EXERCISES:
• a. According to the editing basics page, what does analysis do to a track?
• b. Decide whether each statement agrees with the editing basics page: (i) mixing balances several parts together; (ii) the page includes code; (iii) aggressive edits keep the part natural.
• c. Carry on the editing basics page from the point where it stops.

PAGE EXTRACT:
● ● ●
Editing Basics
Editing here means changing the sound of one part: its pitch, its length, or the character of a voice.
It is different from analysis, which only measures a track and leaves it untouched. It is also different from mixing, which balances several parts together.
This page defines the words you need before reading the Editing DSP guide. It is concepts only; no code.
Where editing sits
You usually edit individual parts (fix timing, tune a note, change a voice), then mix them together, then master the finished stereo file for delivery. Editing is the per-part repair-and-shape step. Conservative edits keep the part natural; aggressive edits are a creative effect.
Pitch and time are independent
Speed up a tape and the music gets both faster and higher — the two are coupled. The whole point of modern editing DSP is to separate them, so you can change one without dragging the other along:
- Time stretch changes the duration without changing the pitch. Here
rateis a playback-speed multiplier: arateabove1.0plays faster, so the clip gets shorter; below1.0plays slower, so it gets longer. - Pitch shift changes the pitch without changing the duration.
● ● ●
DATASET CONTENT:
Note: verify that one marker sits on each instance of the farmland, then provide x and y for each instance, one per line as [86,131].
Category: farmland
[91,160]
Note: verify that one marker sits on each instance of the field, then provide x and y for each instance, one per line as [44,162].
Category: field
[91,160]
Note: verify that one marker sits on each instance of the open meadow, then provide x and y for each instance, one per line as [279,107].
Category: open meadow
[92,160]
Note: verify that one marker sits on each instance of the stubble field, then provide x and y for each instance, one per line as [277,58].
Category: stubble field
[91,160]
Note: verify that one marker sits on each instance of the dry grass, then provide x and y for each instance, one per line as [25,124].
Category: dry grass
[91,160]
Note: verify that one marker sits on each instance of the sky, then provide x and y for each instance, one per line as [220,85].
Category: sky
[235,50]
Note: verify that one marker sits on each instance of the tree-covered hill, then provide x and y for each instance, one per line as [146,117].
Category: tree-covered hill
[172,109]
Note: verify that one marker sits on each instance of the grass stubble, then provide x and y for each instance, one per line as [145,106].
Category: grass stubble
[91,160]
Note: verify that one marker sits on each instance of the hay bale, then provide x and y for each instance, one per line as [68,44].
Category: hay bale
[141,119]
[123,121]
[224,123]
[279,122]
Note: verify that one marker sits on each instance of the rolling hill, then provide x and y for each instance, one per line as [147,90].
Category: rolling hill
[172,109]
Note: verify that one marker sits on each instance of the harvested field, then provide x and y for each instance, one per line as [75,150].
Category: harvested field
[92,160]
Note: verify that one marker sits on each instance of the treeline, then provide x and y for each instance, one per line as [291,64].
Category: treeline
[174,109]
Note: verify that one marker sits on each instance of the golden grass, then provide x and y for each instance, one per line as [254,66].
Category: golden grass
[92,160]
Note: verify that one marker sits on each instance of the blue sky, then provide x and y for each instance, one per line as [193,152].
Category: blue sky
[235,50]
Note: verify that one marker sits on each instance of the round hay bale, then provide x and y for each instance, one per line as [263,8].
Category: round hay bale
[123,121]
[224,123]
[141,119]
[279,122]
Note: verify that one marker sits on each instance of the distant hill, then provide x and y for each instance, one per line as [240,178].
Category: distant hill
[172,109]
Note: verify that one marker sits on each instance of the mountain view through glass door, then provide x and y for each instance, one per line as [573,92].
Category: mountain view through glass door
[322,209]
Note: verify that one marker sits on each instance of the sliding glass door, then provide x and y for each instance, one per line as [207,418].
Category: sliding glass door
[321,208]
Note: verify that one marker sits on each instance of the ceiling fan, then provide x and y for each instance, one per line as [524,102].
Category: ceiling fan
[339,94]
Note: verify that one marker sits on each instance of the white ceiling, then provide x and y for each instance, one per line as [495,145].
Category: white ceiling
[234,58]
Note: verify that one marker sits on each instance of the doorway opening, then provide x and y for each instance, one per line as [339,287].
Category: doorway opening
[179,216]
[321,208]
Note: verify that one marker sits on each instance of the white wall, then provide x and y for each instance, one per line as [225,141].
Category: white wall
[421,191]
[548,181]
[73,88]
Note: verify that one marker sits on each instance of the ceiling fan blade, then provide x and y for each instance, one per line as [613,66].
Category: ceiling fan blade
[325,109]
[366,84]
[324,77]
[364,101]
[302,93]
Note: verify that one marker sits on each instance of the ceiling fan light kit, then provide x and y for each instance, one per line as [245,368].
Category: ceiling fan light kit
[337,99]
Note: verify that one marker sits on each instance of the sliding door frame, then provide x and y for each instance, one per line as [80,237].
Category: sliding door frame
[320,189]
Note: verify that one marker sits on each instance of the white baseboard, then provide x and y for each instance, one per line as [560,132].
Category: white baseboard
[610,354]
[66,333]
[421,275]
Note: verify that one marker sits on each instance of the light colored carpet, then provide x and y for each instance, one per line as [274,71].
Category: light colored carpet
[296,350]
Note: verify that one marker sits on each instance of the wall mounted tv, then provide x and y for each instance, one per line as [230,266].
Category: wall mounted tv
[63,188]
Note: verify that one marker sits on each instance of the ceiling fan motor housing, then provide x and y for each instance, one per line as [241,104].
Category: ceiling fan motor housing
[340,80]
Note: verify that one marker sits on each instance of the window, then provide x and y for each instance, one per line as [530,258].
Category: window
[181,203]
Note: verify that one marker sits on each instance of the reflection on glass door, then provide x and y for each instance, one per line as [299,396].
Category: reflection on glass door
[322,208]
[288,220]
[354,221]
● ● ●
FINAL RESULTS:
• a. It only measures a track and leaves it untouched.

• b.
(i) Yes: "mixing, which balances several parts together."
(ii) No: "It is concepts only; no code."
(iii) No: "Conservative edits keep the part natural; aggressive edits are a creative effect."

• c.
Doing this cleanly is hard: the algorithm has to invent or remove time while keeping each note's frequency, so very large moves always leave some artifacts (smearing, a "phasey" or robotic tone). Small moves stay transparent.
Semitones and cents
Pitch in music is measured in semitones, the smallest step on a piano keyboard. Twelve semitones make one octave, and an octave doubles the frequency: A4 = 440 Hz, A5 = 880 Hz.
So semitones = 12 shifts up one octave, -12 shifts down one octave, and 7 is a perfect fifth.
A cent is 1/100 of a semitone. It is used for fine tuning; most listeners start to notice pitch error past roughly ±5-10 cents.
MIDI note numbers
When a function asks for a MIDI note number (such as pitchCorrectToMidi's currentMidi and targetMidi), it wants an integer (or fractional) index where each whole number is one semitone. Two anchors are worth memorizing:
- A4 = 69 = 440 Hz — the tuning reference.
- C4 = 60 — "middle C".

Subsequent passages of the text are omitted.